■ Your objective ■
Locate each line in the records below that includes the word "photo", and copy those lines out.

■ Exercise materials ■
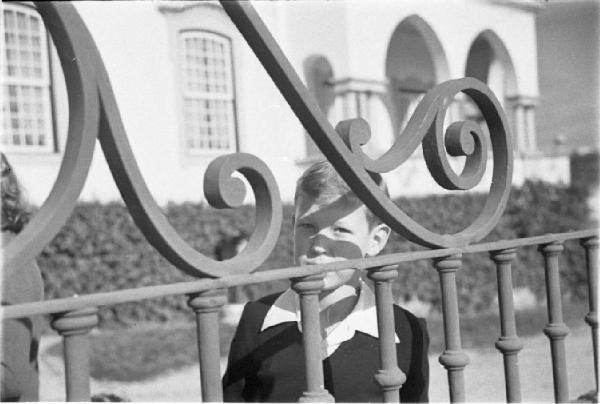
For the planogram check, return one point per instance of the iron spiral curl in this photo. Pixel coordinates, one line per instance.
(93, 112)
* * *
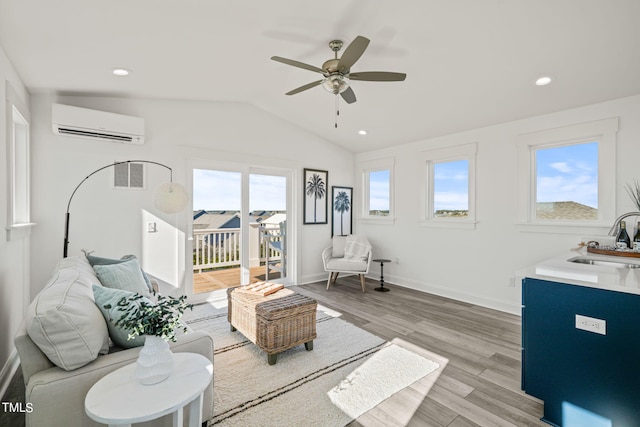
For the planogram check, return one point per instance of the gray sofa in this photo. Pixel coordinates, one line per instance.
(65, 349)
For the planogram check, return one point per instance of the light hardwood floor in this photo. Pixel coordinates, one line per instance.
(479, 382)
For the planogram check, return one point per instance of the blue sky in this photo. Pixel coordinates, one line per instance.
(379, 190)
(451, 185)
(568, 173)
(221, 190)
==
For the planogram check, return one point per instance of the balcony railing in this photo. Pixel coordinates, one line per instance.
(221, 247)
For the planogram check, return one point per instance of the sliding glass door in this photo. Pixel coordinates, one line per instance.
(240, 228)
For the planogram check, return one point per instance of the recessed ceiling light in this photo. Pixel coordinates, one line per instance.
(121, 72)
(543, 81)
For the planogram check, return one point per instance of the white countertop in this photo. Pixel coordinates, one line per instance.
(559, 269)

■ Correct output ■
For the planogram check, return one point per instance of the iron spiral curl in this photo. Pixel coordinates, one line per instance.
For the planogram check, return one point per instance of the gray sofa in this photo. Pixel coordinates, one line per instance.
For the planogram check, return one point per instance of the light hardwood floor in this photo. Pixel coordinates, one line per instance.
For the planogram check, return one point per instance of the blue sky in this photo. Pixel coordinates, one line per instance.
For the planogram check, return one point per instance of the balcony railing in this photo. Pixel coordinates, one line per instance.
For the planogram check, return one point per instance of the sliding glass door in this photo. Pixel coordinates, one line per instance.
For the planogram check, return one point per instance of the recessed ceiling light in this photo. Pixel coordinates, one line per instance.
For the planogram check, return one point per instance of the white countertop in this photo. Pixel coordinates, one line per instance.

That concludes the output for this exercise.